**QUOTED TEXT:**
Thursday, October 29, 2015

A familiar state


Writer’s Block
 

Nothing lands on this plain,
nothing moves
but its seeping emptiness.
 

Goggled pilot
high above
this snow-gagged wilderness,
 

loop or spin,
I leave no shadow;
the paper grins.

Sunday, October 25, 2015

At one with nature


The reliance of humans on nature has suffered from the rise of modern religion. The disappearance of deities of the earth and our own elevation into the realms of being made in God’s image has stunted our regard for the rest of nature; nature in the service of man has blinded us to our reliance on it. Ancient societies (and not so ancient, but always disdained for their ‘backwardness’) understood the interdependence very well. Our global and daily desecration of the environment would have been seen as criminal under a different belief system. This poem by Thomas Hardy catches our oneness with nature very well. 

Transformations 
 

Portion of this yew
Is a man my grandsire knew,
Bosomed here at its foot:
This branch may be his wife,
A ruddy human life
Now turned to a green shoot.
 

These grasses must be made
Of her who often prayed,
Last century, for repose;
And the fair girl long ago
Whom I often tried to know
May be entering this rose.
 

So, they are not underground,
But as nerves and veins abound
In the growths of upper air,
And they feel the sun and rain,
And the energy again
That made them what they were!

 

Wednesday, October 21, 2015

The Silver River


 
 Jacket, shirt and shoes,
 his socks and trousers
neat on the bank;
 a small crowd watching from the bridge.  

silver river running  

 He was coming from a game of cards, late,
 the winnings in his pocket.
 There had been a woman,
 they had visited the priest.  

silver river running  

 But that’s long ago now.
 He worked the farm;
 a good worker, his neighbours said,
 always busy with the tractor. 

silver river running 

 He lived with his mother,
 who cooked his meals and managed the money.
 Now she was a great farming woman,
 everyone agreed. 

silver river running 

I have a photograph of him holding a child,
he didn’t look comfortable;
he sat for a while in the garden
but didn’t stay long. 

silver river running

 

Saturday, October 17, 2015

A carefree lazy time




Summer Orchard Evening

 

On an evening

when apple was eating the worm,

tree grating the sun

with some clouds, dusty birds;

the green cloth

was spread to the orchard wall.

 

I watched bees collecting post

while cat was a tea cosy

with dozey trip-wire eyes.

Suddenly dog alarm in the hedge

comes bursting from the undergrowth:

big game hunter

and cat gone steeplejack.

 

Then dog winks

and we stretch out,

and I go back to being a microscope

eyeball deep in daisies.

Tuesday, October 13, 2015

Light: Man-made


Light: Man-made

 
The lights go out
down our street, through the town, country, world; 
all that fits so easily inside a head. 

A new light
tipped slightly upward in a glob
of hardened brain tissue: 

one aerodynamically perfect,
copper-bright
bullet.

 

Friday, October 9, 2015

Seamus Begley "The Bold Kerryman"

**DATASET SECTION:**
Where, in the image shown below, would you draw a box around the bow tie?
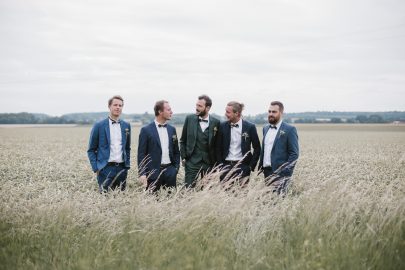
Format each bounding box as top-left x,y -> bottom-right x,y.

**PROBLEM DESCRIPTION:**
In the poetry blog above, which poet wrote the poem quoted in the post titled "At one with nature"?

**SOLUTION:**
Thomas Hardy